# INPUT MATERIAL
*** Begin section ***

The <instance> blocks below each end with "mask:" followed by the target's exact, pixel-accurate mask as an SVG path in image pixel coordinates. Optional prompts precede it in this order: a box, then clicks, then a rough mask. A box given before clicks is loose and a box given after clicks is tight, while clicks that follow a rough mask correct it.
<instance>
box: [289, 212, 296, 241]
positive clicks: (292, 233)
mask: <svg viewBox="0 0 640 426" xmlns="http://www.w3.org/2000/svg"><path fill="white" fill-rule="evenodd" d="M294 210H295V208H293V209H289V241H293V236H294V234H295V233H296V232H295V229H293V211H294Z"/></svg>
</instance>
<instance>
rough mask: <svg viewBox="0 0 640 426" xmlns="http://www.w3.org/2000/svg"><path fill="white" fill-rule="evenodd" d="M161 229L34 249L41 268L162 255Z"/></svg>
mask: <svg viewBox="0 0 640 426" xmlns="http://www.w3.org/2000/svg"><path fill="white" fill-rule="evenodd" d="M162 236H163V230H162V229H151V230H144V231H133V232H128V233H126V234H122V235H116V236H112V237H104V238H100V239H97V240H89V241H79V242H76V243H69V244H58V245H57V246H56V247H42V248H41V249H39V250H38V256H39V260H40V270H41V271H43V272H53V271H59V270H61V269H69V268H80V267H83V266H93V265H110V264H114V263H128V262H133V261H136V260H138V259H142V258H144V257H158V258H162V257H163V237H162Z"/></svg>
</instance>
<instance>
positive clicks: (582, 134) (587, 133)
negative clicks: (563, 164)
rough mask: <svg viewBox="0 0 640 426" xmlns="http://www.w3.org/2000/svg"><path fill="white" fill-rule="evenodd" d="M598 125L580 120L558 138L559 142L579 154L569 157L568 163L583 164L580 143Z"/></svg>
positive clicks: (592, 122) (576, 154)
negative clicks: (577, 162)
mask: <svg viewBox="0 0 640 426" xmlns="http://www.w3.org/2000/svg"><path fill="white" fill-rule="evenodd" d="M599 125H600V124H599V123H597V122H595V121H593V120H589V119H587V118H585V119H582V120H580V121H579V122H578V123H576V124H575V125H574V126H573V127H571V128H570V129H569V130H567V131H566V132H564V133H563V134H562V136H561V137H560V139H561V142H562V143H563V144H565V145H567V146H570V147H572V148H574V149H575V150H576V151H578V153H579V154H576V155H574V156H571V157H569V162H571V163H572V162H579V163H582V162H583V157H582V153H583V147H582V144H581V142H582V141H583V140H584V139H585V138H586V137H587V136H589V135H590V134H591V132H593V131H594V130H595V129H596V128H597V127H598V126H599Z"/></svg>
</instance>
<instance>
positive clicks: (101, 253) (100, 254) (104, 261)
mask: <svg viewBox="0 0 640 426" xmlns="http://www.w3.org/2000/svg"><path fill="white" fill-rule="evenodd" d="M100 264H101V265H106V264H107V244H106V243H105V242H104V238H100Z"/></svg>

*** End section ***

# TASK
Copy exactly the line containing "positive clicks: (582, 134) (587, 133)" and every line after it, ending with the last line of the records above.

# EXERCISE RESULT
positive clicks: (582, 134) (587, 133)
negative clicks: (563, 164)
rough mask: <svg viewBox="0 0 640 426" xmlns="http://www.w3.org/2000/svg"><path fill="white" fill-rule="evenodd" d="M598 125L580 120L558 138L559 142L579 154L569 157L568 163L583 164L580 143Z"/></svg>
positive clicks: (592, 122) (576, 154)
negative clicks: (577, 162)
mask: <svg viewBox="0 0 640 426" xmlns="http://www.w3.org/2000/svg"><path fill="white" fill-rule="evenodd" d="M599 125H600V124H599V123H597V122H595V121H593V120H589V119H587V118H585V119H582V120H580V121H579V122H578V123H576V124H575V125H574V126H573V127H571V128H570V129H569V130H567V131H566V132H564V133H563V134H562V136H561V137H560V139H561V142H562V143H563V144H565V145H567V146H570V147H572V148H574V149H575V150H576V151H578V153H579V154H576V155H574V156H571V157H569V162H571V163H572V162H579V163H582V162H583V157H582V153H583V147H582V144H581V142H582V141H583V140H584V139H585V138H586V137H587V136H589V135H590V134H591V132H593V131H594V130H595V129H596V128H597V127H598V126H599Z"/></svg>
</instance>
<instance>
positive clicks: (101, 253) (100, 254) (104, 261)
mask: <svg viewBox="0 0 640 426" xmlns="http://www.w3.org/2000/svg"><path fill="white" fill-rule="evenodd" d="M100 264H101V265H106V264H107V244H106V243H105V242H104V238H100Z"/></svg>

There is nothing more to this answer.